What the exercise asks: Retype the full set of records. Keep every character identical.
⟨
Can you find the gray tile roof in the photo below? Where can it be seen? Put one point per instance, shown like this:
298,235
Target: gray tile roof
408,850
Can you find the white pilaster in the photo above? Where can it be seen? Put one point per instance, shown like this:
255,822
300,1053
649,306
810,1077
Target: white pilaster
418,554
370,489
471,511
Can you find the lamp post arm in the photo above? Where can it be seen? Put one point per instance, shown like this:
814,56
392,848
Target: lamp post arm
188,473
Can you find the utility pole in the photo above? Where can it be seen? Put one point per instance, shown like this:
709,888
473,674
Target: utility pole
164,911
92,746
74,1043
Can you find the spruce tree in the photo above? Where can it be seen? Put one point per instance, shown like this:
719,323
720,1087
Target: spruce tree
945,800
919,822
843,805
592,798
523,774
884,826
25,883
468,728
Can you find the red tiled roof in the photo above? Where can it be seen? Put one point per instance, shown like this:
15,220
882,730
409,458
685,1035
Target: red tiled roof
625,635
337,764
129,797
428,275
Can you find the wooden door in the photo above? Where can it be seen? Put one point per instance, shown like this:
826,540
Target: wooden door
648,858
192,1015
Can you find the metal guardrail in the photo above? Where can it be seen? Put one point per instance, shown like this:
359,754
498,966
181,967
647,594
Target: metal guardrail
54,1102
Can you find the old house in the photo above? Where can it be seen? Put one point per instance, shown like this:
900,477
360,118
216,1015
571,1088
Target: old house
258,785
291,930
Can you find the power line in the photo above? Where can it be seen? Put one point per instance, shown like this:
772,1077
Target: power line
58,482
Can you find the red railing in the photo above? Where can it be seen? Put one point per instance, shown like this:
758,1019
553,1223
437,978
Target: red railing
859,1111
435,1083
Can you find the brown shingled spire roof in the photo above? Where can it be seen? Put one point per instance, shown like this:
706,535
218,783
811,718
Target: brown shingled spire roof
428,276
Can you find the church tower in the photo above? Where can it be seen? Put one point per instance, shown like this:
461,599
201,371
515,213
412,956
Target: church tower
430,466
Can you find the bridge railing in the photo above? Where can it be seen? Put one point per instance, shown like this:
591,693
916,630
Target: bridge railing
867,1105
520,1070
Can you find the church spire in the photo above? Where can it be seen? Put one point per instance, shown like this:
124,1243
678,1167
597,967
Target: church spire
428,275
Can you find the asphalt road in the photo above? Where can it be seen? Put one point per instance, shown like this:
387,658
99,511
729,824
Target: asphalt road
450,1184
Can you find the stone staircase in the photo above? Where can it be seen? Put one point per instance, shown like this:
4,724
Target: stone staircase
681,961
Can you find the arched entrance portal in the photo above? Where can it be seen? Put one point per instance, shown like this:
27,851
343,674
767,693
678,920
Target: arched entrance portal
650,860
⟩
Answer space:
Can you find the gray tile roof in the photo below? Where can it be seen? Put one point per instance, shown like this:
298,235
Target: gray tile roof
408,850
Can you find the white pilaster in the photo above? Where can it be seen? Put one point per instance, shown like this:
255,822
300,1053
649,306
810,1077
Target: white pilaster
418,554
370,489
471,511
Can you find the lamp post arm in the photo above? Where can it be seen? Put one point per instance, shown like this:
814,56
392,848
Target: lamp post arm
188,473
Can you find the utility pole in the photo above? Where can it be seen? Put one point per instance, shown like this:
709,888
473,674
Target: utility pole
164,911
92,746
74,1043
Can you find the spruce tree in the photo above? Where can it be seen? Put one point per instance, shown like this:
719,323
720,1087
Target: spruce tree
945,800
919,822
843,805
592,798
523,774
884,826
25,883
468,728
Can you find the red tiled roof in the photo above? Where can it be seen? Put one point per instance, shown like this:
15,220
882,730
409,458
685,1035
Target: red tiled roof
625,635
337,764
129,797
428,275
Can you find the wooden door in the photo above? Where can it be seen? Put one point per instance, shown like this:
826,540
Target: wooden door
648,858
192,1015
Can you find the metal guardrail in the photo above? Where can it be seen? Put one point per instance, shown like this:
359,754
498,966
181,967
647,594
Target: metal guardrail
54,1102
Can you find the old house in the photo above? Where can it be seen? Put one point per instance, shown like this:
900,477
360,118
216,1015
571,1088
Target: old house
258,785
291,930
Can you find the power line in the photo above? Where can it be seen? Put one point per instance, shown like this:
772,1077
Target: power line
58,482
Can you find the red railing in the photo above? Where can it be seen? Put one point per instance, shown like this:
758,1019
553,1223
437,978
Target: red railing
859,1111
435,1083
Can you find the brown shingled spire roof in the photo above? Where can it be seen? Put one point per instance, shown like this:
706,535
218,783
811,718
Target: brown shingled spire roof
428,276
Can you find the church tower in the photo above? Where can it be seen? Put one point per instance, shown like this:
461,599
201,371
515,213
412,956
Target: church tower
430,466
Can you find the bridge railing in the photo above? Where can it be seen? Put one point per instance, shown like this:
591,693
916,630
Target: bridge railing
867,1105
520,1070
Can you find the church spire in the photo above? Where can it be seen? Put one point per instance, shown like this:
124,1243
678,1167
597,967
Target: church spire
428,275
Can you find the asphalt road in the photo above? Where can it be seen? Put one point per instance, shown like this:
387,658
99,511
729,824
Target: asphalt road
450,1184
Can you find the stone staircase in the photo above? Where can it be seen? Put one point per instance, shown like this:
4,724
Target: stone staircase
681,961
Can you find the arched entrance portal in the photo above? Where can it be seen? Put one point per instance, shown like this:
27,851
343,674
767,693
678,920
Target: arched entrance portal
650,860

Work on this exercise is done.